* [WHAT TO PRODUCE] In the data below, one line contains "Please mark every instance of the flower" and a later one contains "Please mark every instance of the man". Print both, with every line between them, exactly and alone.
* * * * * * *
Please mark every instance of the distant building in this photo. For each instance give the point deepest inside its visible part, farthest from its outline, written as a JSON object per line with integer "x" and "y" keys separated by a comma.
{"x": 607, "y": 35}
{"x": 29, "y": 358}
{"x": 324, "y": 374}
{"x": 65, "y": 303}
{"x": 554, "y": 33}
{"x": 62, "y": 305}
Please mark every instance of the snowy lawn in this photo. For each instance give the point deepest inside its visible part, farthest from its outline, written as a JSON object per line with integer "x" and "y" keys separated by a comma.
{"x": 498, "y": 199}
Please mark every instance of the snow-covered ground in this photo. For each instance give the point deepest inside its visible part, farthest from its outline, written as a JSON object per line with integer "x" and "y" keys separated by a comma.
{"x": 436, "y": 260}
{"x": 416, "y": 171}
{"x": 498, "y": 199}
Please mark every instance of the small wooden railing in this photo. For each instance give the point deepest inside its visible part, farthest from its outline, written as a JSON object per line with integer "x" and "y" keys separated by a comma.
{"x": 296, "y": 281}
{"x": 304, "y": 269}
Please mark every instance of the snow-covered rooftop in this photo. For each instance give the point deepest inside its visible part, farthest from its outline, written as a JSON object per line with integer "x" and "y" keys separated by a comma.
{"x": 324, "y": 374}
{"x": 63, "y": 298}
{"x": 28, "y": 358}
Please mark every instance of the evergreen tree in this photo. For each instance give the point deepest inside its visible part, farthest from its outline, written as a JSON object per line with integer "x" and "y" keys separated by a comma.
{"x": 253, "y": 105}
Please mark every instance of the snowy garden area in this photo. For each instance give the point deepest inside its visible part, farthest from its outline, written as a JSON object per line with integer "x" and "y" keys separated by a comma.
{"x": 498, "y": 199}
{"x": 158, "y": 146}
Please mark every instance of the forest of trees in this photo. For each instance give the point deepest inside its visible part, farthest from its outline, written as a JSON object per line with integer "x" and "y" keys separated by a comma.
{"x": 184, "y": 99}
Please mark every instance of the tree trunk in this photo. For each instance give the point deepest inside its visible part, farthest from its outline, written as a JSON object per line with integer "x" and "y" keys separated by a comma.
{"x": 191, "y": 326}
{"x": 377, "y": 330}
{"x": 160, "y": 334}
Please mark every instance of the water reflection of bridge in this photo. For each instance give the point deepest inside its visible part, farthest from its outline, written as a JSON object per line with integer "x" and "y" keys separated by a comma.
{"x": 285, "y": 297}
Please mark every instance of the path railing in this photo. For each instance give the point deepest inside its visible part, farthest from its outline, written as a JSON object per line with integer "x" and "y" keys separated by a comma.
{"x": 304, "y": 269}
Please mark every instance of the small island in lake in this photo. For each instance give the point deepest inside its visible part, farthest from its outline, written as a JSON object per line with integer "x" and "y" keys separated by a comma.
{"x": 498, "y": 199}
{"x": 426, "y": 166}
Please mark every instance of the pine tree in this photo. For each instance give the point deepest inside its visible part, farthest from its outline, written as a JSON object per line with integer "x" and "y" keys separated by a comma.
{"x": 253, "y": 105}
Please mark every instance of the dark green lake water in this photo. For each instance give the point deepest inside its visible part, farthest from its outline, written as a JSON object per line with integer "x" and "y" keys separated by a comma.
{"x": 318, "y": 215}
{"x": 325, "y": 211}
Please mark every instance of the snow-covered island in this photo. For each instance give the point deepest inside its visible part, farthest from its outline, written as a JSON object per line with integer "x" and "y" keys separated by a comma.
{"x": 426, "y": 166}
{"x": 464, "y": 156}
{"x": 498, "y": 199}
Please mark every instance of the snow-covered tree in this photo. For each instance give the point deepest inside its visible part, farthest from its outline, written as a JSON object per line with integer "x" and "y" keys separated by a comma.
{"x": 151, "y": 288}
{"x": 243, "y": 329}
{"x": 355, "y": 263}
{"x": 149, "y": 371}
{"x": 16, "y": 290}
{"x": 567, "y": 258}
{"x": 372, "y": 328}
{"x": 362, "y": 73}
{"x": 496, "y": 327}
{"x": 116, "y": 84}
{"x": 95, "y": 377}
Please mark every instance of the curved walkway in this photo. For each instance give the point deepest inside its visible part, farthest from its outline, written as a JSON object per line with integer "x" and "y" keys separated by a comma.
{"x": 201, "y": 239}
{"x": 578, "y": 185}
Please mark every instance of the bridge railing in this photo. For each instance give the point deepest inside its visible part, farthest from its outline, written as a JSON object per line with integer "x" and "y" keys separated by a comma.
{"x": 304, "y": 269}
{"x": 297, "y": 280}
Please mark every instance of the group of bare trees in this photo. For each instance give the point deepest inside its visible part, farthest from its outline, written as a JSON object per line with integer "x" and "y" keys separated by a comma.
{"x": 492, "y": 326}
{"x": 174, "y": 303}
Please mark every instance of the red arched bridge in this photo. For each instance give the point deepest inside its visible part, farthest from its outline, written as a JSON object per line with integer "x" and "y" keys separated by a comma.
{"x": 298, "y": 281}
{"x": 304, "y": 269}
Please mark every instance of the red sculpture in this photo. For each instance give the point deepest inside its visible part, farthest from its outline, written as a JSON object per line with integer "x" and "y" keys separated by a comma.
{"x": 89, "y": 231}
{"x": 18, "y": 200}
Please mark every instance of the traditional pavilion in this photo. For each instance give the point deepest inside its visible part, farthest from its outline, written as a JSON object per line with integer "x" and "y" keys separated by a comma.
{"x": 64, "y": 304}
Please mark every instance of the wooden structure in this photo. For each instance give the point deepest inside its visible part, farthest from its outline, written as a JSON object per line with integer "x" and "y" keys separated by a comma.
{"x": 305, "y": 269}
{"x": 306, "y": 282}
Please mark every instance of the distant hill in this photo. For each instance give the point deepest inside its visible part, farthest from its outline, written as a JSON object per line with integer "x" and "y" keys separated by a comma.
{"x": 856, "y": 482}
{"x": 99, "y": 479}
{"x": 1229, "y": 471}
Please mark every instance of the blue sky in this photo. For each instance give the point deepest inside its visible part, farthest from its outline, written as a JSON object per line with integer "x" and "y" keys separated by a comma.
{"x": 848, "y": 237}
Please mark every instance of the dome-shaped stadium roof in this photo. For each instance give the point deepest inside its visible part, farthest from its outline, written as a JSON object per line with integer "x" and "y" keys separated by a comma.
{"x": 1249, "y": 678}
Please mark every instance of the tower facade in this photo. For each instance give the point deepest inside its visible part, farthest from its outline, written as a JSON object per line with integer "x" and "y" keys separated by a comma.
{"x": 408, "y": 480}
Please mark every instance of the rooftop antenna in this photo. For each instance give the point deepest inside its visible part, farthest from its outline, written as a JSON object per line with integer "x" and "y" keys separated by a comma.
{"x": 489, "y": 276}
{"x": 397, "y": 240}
* * * * * * *
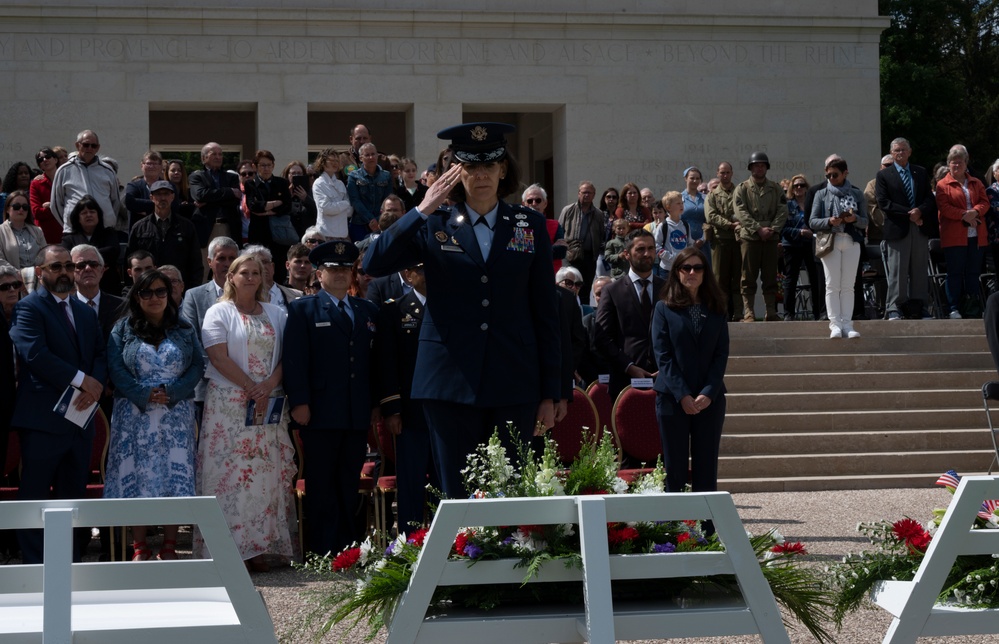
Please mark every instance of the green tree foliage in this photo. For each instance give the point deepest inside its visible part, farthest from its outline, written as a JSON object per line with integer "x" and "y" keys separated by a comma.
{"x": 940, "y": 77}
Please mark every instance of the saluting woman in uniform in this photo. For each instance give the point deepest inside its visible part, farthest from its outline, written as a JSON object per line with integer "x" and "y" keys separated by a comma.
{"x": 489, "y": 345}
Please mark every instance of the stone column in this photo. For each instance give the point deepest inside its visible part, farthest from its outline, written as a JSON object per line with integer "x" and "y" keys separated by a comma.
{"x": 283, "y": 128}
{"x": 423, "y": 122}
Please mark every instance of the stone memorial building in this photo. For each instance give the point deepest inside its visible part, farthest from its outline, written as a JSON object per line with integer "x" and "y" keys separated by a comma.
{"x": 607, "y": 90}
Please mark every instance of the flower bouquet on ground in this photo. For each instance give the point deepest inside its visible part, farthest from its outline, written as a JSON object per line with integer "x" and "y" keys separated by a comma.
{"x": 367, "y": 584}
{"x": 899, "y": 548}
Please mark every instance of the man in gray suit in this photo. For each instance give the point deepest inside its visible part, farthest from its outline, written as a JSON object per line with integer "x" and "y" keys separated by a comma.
* * * * * * *
* [REPLY]
Please mark every instance of the flower bouquet on ground in this photo. For each instance give the point deepest inside its visible part, farthest from its outline, written as a JSON object per line with integer "x" and "y" keys separated by a comma.
{"x": 367, "y": 584}
{"x": 899, "y": 548}
Please mark every instance of the man in gray suit in this photo. For each instance give the point deepest inside its visible part, farthest from its outline, written as a JSON object per line with integer "x" and "y" keys separated by a comma.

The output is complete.